Text segment:
>>>

Foreign Bodies: Pandemics, Vaccines and the Health of Nations
Simon Schama
Simon & Schuster

Simon Schama is best known as a chronicler of art and European history, so it is perhaps surprising to find him immersing himself in the subjects of pandemics and immunology and their resulting fallout. But the Covid-19 pandemic and lockdown did strange things to all of us. Schama admits that at the beginning of the pandemic he was working on a completely different book, but events changed his mind.

However, most of Foreign Bodies does not deal directly with Covid. The main canvas is the 18th century and 19th century struggle to combat smallpox (in Britain), cholera (in France and Asia) and plague (in India) by developing immunisation that would stop these diseases which had ravaged populations throughout history.

Vaccination of different kinds had been practised in parts of the world, often remote parts, for a very long time before the mainstream medical profession took an interest. Of course, then as now, once immunisation became available, the anti-vaccination brigade became vocal and often dangerous.

Schama looks at the lives of heroes and heroines of the cause of immunology including Lady Mary Wortley Montague, Adrien Proust, who was the father of the more famous Marcel, and, above all, Waldemar Haffkine from Odessa. Slowly discoveries were made about how bacteria and viruses operate and, therefore, how to combat them and how to use the body’s own immune responses, but it was slow and dangerous work.

<<<

Provided information:

>>>

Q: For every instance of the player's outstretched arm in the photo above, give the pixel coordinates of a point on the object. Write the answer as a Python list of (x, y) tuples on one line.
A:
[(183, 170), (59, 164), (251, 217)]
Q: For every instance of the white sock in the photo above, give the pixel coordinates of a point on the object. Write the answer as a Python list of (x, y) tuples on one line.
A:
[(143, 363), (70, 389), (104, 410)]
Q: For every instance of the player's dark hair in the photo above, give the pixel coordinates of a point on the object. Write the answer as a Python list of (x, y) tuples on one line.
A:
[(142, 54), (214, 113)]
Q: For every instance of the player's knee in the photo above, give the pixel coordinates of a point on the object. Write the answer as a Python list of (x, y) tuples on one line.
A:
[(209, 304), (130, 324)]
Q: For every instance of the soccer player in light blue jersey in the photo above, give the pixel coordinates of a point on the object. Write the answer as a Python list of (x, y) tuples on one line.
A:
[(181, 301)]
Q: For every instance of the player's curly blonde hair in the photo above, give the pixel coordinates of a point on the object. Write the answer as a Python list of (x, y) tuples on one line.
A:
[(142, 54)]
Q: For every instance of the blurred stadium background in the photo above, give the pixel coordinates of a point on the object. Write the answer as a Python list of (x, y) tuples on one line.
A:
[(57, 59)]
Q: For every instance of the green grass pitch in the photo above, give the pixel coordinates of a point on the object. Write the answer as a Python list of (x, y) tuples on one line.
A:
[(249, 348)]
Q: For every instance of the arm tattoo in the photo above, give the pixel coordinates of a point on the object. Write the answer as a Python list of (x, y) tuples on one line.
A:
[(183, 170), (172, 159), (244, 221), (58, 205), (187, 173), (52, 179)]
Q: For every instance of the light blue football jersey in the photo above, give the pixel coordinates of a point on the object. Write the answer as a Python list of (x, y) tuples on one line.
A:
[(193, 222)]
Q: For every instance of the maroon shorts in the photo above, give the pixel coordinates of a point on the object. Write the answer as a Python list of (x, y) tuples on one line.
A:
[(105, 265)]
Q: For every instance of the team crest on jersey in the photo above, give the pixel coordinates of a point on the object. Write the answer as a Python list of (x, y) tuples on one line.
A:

<<<

Problems to work on:
a – List the people the review names as heroes and heroines of the cause of immunology.
b – Reproduce the passage of the review between "Simon Schama is" and "changed his mind.", inclusive.

Set of answers:
a –
Lady Mary Wortley Montague
Adrien Proust
Waldemar Haffkine

b –
Simon Schama is best known as a chronicler of art and European history, so it is perhaps surprising to find him immersing himself in the subjects of pandemics and immunology and their resulting fallout. But the Covid-19 pandemic and lockdown did strange things to all of us. Schama admits that at the beginning of the pandemic he was working on a completely different book, but events changed his mind.